## Prompt
Translate this sentence from the rosuvastatin study excerpt below into Spanish: "There were no clinically relevant elevations in CK during the extension period."

## Text section
========

All patients started the extension period on rosuvastatin 20 mg and the majority of patients
(85%) were on rosuvastatin 20 mg at the final visit of the extension period. The extension
period did not have a fixed duration; mean treatment duration with rosuvastatin was 42 weeks
(range 2 to 901 days) and 34% of patients took rosuvastatin for at least 48 weeks. The overall
exposure was 278 person-years.

The study database was examined in detail for a combination of symptoms and abnormal
laboratory values suggestive of hepatic disturbance; it was found that no patient had any such
combination. One patient (0.3%) on rosuvastatin 20 mg had clinically significant elevations
in ALT, but remained asymptomatic. Other hepatic laboratory data (AST, bilirubin, GGT,
ALP), and other significant AEs of interest related to liver symptomatology were generally
unremarkable and, overall, did not give any safety concerns.

The study database was also examined for treatment-emergent AEs suggestive of muscle
damage, such as muscle pain, myalgia, muscle tenderness or muscle weakness. The frequency
and pattern of such AEs fell within the known safety profile of rosuvastatin 20 mg. One
patient (0.3%) on rosuvastatin 20 mg experienced CK >10 x ULN with associated muscle
symptoms during the randomised period, which met the criteria for myopathy. There were no
clinically relevant elevations in CK during the extension period.

Results of renal parameters during the whole study were as expected. Mean changes over
time for serum creatinine were small (decrease of approximately 4 μmol/L at final visit) and
no patient had an increase from baseline >100% in serum creatinine. Pooled safety analysis of
patients from the rosuvastatin clinical development programme indicated that 0.7% of
rosuvastatin 20 mg patients developed proteinuria at final visit (urine dipstick grade ³ ++ from
‘none’ or ‘trace’ at baseline); Vidt et al 2004. In this study only 1 patient receiving
rosuvastatin 20 mg developed proteinuria during the study, which was transient in nature. No
clinically important changes in other urinalysis parameters (including urine blood, colour,
glucose, ketones) were observed.

Overall, results for other laboratory parameters (haematology, renal biochemistry, other
biochemistry), vital signs and physical examination were unremarkable. There were no
notable individual changes.

Efficacy results (extension ITT population)
Table S2 presents key efficacy results: percentage change from baseline at final visit of the
extension period for LDL-C and HDL-C, and number and percentage of patients who
achieved NCEP ATP III guideline treatment target goal for L

In the total rosuvastatin group, percentage change from baseline in lipids and lipid ratios
indicated an overall improvement in atherogenic profile throughout the extension period,
which was consistent with that observed during the randomised period. Percentage reductions
from baseline were similar at the end of the randomised period (Week 12) and at the final visit
of the extension period (eg, 47% and 49%, respectively, for LDL-C; and 23% and 25%,
respectively, for TG). Of note, at the last visit of the extension period there was a 12%
increase from baseline in HDL-C, compared with an 8% increase at Week 12.

Overall, the large majority of patients achieved their NCEP, Joint European and optimal target
goals, in all risk categories combined and in the individual risk categories. By final dose there
were only 2 patients with co-administration of other lipid-lowering therapy.

Efficacy results from the other treatment groups were in agreement with the results from the
total rosuvastatin group.

Reference:
Stalenhoef AFH, Ballantyne CM, Sarti C, Murin J, Tonstad S, Rose H, et al. A Comparative
study with rosuvastatin in subjects with Metabolic Syndrome: results of the COMETS study.
Eur Heart J 2005; 5 Sept [epub ahead of print]:1-9.

As with any comprehensive clinical trial programme, individual studies may include both approved and non-approved treatment regimens, including doses higher than those approved for clinical use. Before prescribing Crestor™ (rosuvastatin), Healthcare Professionals should view their specific country information.

========

## Stored data
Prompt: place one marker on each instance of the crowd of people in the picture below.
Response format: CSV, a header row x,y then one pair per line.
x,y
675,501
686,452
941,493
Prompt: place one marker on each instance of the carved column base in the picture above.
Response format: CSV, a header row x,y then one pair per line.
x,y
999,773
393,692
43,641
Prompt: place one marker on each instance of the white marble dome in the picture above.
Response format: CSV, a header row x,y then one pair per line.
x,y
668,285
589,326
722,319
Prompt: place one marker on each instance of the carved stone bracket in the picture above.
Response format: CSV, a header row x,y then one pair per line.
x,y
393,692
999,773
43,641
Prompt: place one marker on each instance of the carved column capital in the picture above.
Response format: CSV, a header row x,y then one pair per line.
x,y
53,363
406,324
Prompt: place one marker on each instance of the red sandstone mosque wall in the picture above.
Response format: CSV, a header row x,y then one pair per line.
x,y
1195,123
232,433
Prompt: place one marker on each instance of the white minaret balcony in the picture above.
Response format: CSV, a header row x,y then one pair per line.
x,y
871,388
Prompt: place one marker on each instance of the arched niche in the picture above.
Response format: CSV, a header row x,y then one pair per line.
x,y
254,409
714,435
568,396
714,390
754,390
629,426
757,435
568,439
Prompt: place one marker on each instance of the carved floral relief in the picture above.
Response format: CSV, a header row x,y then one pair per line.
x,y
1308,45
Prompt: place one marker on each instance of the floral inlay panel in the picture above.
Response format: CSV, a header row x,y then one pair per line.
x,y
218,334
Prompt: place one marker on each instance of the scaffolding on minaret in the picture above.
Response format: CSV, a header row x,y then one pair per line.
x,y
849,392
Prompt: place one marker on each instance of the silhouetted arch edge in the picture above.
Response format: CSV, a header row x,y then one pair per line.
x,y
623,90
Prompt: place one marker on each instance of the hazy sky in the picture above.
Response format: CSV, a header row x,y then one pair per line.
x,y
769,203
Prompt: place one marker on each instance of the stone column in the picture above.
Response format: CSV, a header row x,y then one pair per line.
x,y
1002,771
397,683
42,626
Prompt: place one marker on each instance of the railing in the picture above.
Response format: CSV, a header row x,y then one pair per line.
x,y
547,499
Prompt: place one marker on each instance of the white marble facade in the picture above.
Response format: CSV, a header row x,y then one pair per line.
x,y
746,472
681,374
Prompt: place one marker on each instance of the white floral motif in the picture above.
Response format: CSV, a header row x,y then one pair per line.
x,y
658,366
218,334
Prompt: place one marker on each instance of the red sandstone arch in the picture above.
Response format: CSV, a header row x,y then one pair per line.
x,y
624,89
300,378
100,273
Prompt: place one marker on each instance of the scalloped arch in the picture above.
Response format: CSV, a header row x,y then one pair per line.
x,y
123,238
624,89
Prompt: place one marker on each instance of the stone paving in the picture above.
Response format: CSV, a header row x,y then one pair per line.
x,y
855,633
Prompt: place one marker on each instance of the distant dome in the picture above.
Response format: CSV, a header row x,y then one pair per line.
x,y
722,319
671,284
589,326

========

## Task result
No hubo elevaciones clínicamente relevantes de la CK durante el período de extensión.